What the task asks. Please write the next part of the comment thread on FDR and the Great Depression, starting after its last sentence.

Document segment.
BEGIN

FDR extended the Depression years longer than it needed to last. I find it amusing how the left excoriates Hoover, yet canonizes FDR when he simply took Hoover's failed policies and extrapolated them to the extreme.
FDR, didn't follow Hoover's RFC, and rather than give me people money ala charity it was better they work, and better they work at fixing up America. So just agency WPA built 650,000 miles of new roads, 124,000 bridges, 18,000 parks and playgrounds, 125,000 public buildings including 41000 new schools and on and on. The banks, military, and most of America was involved in FDR's approach to the Great Depression, and maybe that's one reason for the historian's ratings and WWII was still coming.
The folks who claim FDR prolonged the depression do so by counting all the workers at the various government agencies that built all those buildings and roads and bridges as "unemployed" because they were collecting government checks.Actual unemployment, people who couldn't find work, dropped to below 10%. The people collecting checks for working to build American infrastructure did not consider themselves to be unemployed.
I partially agree. First, those who claim FDR prolonged the depression are doing so from an ideological perspective. That is to say that the opposite result cannot be true because it is ideologically unacceptable. That is aimed directly at Cole and Ohanian, whose paper is the genesis for the criticism. Their ideological aim was to downplay the role in increasing aggregate demand affecting increasing gnp.

END

Record set.
BEGIN

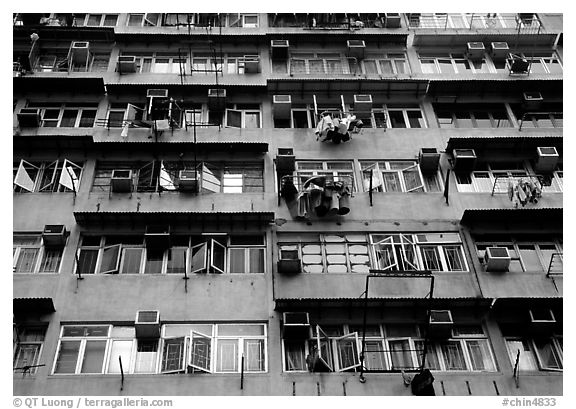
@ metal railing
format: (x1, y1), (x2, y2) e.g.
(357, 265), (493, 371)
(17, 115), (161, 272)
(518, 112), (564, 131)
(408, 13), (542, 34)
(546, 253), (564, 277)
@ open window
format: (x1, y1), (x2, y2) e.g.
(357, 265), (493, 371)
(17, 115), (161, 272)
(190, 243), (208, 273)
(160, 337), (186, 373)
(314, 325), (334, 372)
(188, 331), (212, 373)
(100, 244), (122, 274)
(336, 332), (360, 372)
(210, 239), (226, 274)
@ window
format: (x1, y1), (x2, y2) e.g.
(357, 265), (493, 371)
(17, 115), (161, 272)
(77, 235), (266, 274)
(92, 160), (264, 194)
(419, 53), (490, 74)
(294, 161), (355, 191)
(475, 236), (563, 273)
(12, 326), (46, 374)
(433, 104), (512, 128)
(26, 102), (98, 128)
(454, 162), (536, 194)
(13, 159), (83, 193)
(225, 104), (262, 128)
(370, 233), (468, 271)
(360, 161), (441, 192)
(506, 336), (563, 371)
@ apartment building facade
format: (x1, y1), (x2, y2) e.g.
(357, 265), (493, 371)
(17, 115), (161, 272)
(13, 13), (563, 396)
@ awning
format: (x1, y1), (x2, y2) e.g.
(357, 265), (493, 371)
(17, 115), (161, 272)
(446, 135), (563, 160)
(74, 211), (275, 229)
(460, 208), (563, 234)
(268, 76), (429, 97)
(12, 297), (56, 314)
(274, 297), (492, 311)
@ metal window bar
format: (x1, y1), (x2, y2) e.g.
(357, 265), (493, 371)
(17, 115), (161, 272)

END
BEGIN

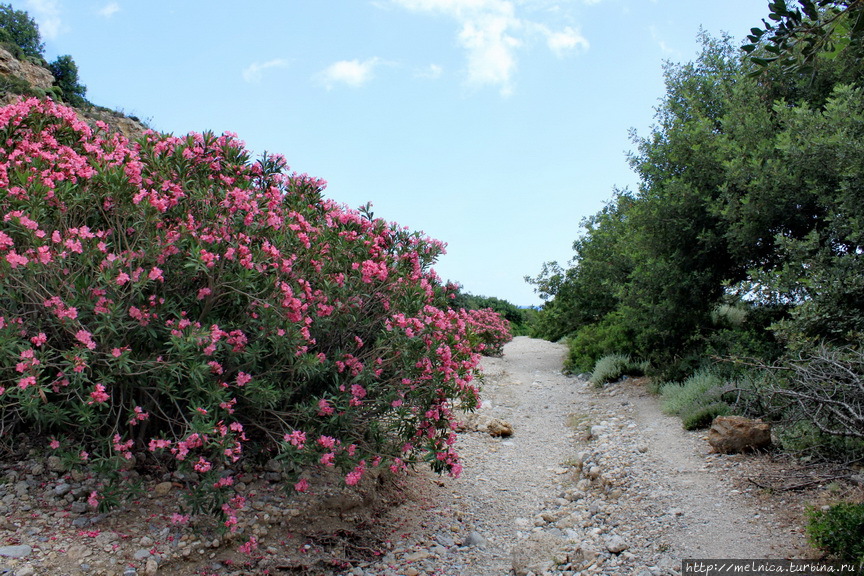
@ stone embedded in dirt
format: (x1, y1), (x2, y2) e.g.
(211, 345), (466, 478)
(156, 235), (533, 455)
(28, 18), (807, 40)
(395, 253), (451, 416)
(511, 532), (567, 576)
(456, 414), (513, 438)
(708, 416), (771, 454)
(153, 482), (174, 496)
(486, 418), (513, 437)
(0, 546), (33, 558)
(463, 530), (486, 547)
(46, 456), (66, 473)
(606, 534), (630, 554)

END

Exercise result.
Misrepresenting the Recovery from the Great Depression Uneasy Money
Glasner's criticism of Cole and Ohanian is probably the clearest, but certainly not the last. Glasner doesn't dispute the notion that FDR's acceptance of monopolies and artificial inflation of prices and wages with the NIRA curtailed the recovery. But Glasner destroyed Cole and Ohanian's criticism of Friedman and how FDR abandoning the gold standard halted deflation. Friedman has a beautiful clip on you tube illustrating the gold standard's role in the great depression.
If you really want to see how ideologically jaded Cole and Ohanian are look at their comparision of US growth to intl growth in their fed paper.
http://www.minneapolisfed.org/research/qr/qr2311.pdf
The fact is that no economy recovered until it was nationalized. They're skewing the data by comparing the US economy to economies that were nationalized faster.
But the bottom line, as Glasner posts, is that economic policy works "for good an ill." And the reality is that in 1932 there was no strong central bank and no consensus amongst the economic powers about a unified monetarist response.